▶ _Given records_:

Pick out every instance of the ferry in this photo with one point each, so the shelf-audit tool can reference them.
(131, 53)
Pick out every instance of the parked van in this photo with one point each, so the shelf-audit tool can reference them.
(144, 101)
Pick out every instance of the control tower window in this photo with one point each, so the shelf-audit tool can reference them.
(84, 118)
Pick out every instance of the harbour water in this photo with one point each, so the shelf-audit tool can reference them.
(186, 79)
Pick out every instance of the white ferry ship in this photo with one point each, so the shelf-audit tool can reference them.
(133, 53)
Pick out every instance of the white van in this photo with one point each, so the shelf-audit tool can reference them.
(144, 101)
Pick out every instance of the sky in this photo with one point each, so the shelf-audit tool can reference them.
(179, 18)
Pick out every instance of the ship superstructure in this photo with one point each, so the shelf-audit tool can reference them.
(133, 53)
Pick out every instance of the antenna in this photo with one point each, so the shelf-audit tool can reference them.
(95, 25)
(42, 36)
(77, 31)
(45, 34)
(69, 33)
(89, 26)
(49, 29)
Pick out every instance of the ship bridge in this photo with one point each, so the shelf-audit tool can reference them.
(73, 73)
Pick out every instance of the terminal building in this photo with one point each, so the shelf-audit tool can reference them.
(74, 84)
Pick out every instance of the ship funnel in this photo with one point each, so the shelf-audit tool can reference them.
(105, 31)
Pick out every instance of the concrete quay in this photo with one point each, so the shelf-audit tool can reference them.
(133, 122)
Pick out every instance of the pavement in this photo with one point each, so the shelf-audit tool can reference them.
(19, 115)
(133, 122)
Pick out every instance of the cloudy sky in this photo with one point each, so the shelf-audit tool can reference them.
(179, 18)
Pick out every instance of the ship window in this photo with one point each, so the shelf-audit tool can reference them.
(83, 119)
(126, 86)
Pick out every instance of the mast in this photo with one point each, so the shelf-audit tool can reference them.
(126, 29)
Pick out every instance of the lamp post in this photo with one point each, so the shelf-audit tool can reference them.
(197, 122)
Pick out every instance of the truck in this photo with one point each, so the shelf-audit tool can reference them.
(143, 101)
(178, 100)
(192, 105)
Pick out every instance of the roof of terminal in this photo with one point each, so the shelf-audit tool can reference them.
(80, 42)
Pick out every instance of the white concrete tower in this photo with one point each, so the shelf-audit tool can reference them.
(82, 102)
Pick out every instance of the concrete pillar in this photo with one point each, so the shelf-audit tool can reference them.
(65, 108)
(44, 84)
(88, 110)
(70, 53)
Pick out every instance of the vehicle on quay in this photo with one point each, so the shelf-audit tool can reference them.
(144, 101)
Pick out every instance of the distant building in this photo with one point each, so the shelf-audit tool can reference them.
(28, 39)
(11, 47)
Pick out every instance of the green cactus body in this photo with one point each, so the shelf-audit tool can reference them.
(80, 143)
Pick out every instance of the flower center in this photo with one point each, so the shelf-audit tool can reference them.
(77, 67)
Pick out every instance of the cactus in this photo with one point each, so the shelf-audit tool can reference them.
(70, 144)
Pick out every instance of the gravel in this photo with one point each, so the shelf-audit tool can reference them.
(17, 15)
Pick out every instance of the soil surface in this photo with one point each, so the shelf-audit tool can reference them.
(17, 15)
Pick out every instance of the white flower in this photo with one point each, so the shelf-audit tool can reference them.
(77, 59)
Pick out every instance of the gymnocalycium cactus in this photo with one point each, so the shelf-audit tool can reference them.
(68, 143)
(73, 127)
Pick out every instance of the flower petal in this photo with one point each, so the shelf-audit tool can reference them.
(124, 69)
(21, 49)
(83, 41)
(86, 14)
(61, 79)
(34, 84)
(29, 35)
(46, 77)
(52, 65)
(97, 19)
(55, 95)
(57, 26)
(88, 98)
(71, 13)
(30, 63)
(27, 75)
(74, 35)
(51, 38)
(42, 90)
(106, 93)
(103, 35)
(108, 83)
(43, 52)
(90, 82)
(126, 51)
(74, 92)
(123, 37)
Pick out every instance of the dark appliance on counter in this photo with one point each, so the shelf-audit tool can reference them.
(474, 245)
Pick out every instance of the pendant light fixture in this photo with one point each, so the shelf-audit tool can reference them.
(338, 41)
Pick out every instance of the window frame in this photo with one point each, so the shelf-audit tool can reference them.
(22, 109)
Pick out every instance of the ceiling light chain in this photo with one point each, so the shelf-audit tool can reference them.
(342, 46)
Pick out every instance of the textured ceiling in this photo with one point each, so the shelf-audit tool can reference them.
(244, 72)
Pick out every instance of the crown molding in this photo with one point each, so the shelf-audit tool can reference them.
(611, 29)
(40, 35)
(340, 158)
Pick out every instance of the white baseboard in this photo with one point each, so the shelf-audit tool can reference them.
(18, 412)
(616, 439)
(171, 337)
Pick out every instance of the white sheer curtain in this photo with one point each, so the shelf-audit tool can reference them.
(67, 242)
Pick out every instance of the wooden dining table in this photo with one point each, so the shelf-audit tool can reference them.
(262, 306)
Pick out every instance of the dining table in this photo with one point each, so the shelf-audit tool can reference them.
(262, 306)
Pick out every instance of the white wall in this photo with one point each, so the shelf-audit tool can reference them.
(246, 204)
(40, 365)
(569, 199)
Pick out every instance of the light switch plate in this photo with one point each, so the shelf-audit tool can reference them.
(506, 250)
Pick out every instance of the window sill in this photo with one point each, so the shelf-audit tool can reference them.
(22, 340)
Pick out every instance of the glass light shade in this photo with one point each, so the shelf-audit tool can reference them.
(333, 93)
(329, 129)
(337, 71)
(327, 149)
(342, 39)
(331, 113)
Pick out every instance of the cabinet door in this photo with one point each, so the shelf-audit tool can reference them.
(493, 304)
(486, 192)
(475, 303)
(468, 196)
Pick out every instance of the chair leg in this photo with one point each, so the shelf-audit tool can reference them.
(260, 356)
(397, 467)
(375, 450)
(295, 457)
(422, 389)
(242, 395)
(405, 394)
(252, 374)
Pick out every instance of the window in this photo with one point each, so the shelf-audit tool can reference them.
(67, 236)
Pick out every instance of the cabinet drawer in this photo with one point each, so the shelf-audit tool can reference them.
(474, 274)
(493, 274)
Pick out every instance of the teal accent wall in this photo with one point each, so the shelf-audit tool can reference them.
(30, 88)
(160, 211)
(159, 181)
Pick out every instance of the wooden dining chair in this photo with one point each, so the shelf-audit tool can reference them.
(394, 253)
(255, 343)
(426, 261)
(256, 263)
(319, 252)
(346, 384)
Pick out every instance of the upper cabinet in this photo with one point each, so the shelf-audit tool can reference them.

▶ _What to do_: Print all of the entries exactly as they are written.

▶ _Response_:
Pick out every instance of the ferry in this photo with one point each, so the shelf-audit tool can reference them.
(131, 53)
Pick out every instance of the parked van in this photo with one point each, so the shelf-audit tool can reference them.
(144, 101)
Pick out every instance of the control tower window in this photo with one point each, so the shelf-audit tool can reference them.
(84, 118)
Pick out every instance of the harbour water in this photo with one point each, so the shelf-audit tool can reference them.
(186, 79)
Pick out every instance of the white ferry ship in this photo with one point each, so the shelf-audit tool can reference them.
(133, 53)
Pick out every instance of the white van in this photo with one point each, so the shelf-audit tool can reference them.
(144, 101)
Pick out every instance of the sky in this photo with one point each, so the shelf-audit tool can reference them.
(179, 18)
Pick out every instance of the ship superstructure in this photo with one point each, so the shelf-audit tool can reference them.
(133, 53)
Pick out every instance of the antenna in this photo with one point each, so the shelf-audit tool can reference them.
(95, 25)
(42, 36)
(77, 31)
(45, 34)
(69, 33)
(89, 26)
(49, 29)
Pick out every instance of the ship bridge in this photo with one point each, so the shelf-audit tool can reference them.
(73, 73)
Pick out every instance of the terminal building in this photo with one point each, so the shelf-audit tool can reference them.
(74, 84)
Pick out every instance of the ship funnel in this photo with one point each, so the shelf-audit tool can reference them.
(105, 31)
Pick out every instance of the concrete quay in this photo with one point each, so the shelf-audit tool can reference them.
(133, 122)
Pick out every instance of the pavement in this photo with one point each, so the shelf-audit tool can reference them.
(19, 115)
(133, 122)
Pick out every instance of the cloudy sky in this photo with one point each, so the shelf-audit tool can reference them.
(179, 18)
Pick out every instance of the ship window in this photo with one point each, so the shelf-audit tool can reference them.
(83, 119)
(126, 86)
Pick out every instance of the mast in this photo with one point each, so the shelf-audit tool can reference them.
(126, 29)
Pick out every instance of the lamp post in this photo with one point each, so the shelf-audit tool can reference them.
(197, 122)
Pick out every instance of the truck in this photo with one point each, so the shelf-audit tool can reference them.
(143, 101)
(178, 100)
(192, 105)
Pick out every instance of the roof of terminal in this photo with one point each, so the shelf-audit tool can reference them.
(80, 42)
Pick out every instance of the white concrete tower in this photo with one point each, so the shelf-audit tool can reference them.
(82, 102)
Pick out every instance of the concrete pillar in this photo with one point each, so the shelf-audit tool can reference them.
(65, 108)
(44, 84)
(88, 110)
(70, 53)
Pick out every instance of the vehicle on quay in this photo with one point each, so the shelf-audit tool can reference them.
(144, 101)
Pick out every instance of the distant building in this photo with one point each, so the shelf-audit tool can reference them.
(28, 39)
(11, 47)
Pick out every instance of the green cactus body in this photo with one point each, so the shelf-audit tool can reference them.
(80, 143)
Pick out every instance of the flower center in this photo with one point each, so the shelf-audit tool can reference them.
(77, 67)
Pick out every instance of the cactus in this photo with one point each, so the shelf-audit tool can reference them.
(70, 144)
Pick out every instance of the gravel in this photo with one point each, so the shelf-audit tool can reference them.
(17, 15)
Pick out every instance of the soil surface in this photo with one point each, so the shelf-audit tool can reference them.
(17, 15)
Pick out every instance of the white flower in this photo with one point each, so the shelf-audit tool can reference them.
(77, 59)
Pick out every instance of the gymnocalycium cactus in this photo with one point each, so the shelf-audit tool can reference them.
(68, 143)
(73, 127)
Pick out every instance of the flower petal in this photo with one point each, so the shelf-audit tool can reference them.
(124, 69)
(21, 49)
(83, 41)
(86, 14)
(61, 79)
(34, 84)
(29, 35)
(46, 77)
(52, 65)
(97, 19)
(55, 95)
(57, 26)
(88, 98)
(71, 13)
(30, 63)
(27, 75)
(74, 35)
(51, 38)
(42, 90)
(106, 93)
(103, 35)
(108, 83)
(43, 52)
(90, 82)
(126, 51)
(74, 92)
(123, 37)
Pick out every instance of the dark appliance on counter in this photo with one point each, so the shelf-audit tool can reference them.
(474, 245)
Pick out every instance of the pendant light fixture in this photo with one point each, so the shelf-audit tool can reference them.
(338, 41)
Pick out every instance of the window frame in this photo with one point each, so the shelf-audit tool can reference them.
(22, 109)
Pick out every instance of the ceiling light chain in this photo with one point each, so the shelf-audit tool can reference them.
(342, 46)
Pick out every instance of the textured ceiling in this photo with one point each, so the shelf-audit tool can reference them.
(244, 72)
Pick out every instance of the crown molding in this photo with one point each, so the shelf-audit tool can reference them.
(611, 29)
(40, 35)
(340, 158)
Pick out every instance of the white baseboard in this photo with one point each, so the shelf-audit tool can reference them.
(18, 412)
(616, 439)
(171, 337)
Pick out every instance of the white sheer curtain in this photo with one point each, so the shelf-audit tool can reference them.
(67, 242)
Pick out every instance of the wooden dining table in this photo with one point each, so the shelf-audit tool can reference them.
(262, 306)
Pick out every instance of the dining table in this photo with one point each, so the shelf-audit tool can reference them.
(262, 306)
Pick out every instance of the white wall in this photo with one point each, so the shelf-audit tool can reference them.
(246, 204)
(40, 365)
(569, 199)
Pick out every instance of the light switch plate in this photo with one point each, so the shelf-audit tool can reference them.
(506, 250)
Pick out every instance of the window sill in this photo with one point each, so the shelf-audit tool can reference them.
(22, 340)
Pick out every instance of the glass light shade in this photo with one point each, so the shelf-audit tool can reference them.
(333, 93)
(329, 129)
(337, 71)
(327, 149)
(342, 39)
(331, 113)
Pick out every instance of the cabinet door in this photo with one point each, so the shelf-audit tool can reference them.
(493, 304)
(486, 192)
(475, 303)
(468, 196)
Pick out every instance of the chair leg in this photo with one point each, so the shelf-audit tool can reference them.
(260, 356)
(397, 467)
(375, 450)
(295, 457)
(422, 389)
(242, 395)
(405, 394)
(252, 374)
Pick out every instance of the window in this photo with one point each, so the shelf-audit tool can reference them.
(67, 236)
Pick out every instance of the cabinet drawer in this photo with one point each, so the shelf-audit tool can reference them.
(474, 274)
(493, 274)
Pick out every instance of the teal accent wall in this photo with one point each, so the shelf-audit tool can reference them.
(30, 88)
(160, 211)
(159, 181)
Pick out every instance of the wooden dining chair in this photo with one point each, so the shelf-audit tool can reference them.
(394, 253)
(255, 343)
(426, 261)
(256, 263)
(319, 252)
(346, 384)
Pick out every instance of the upper cabinet in this photo with one point each, so the shelf-audit tool can reference them.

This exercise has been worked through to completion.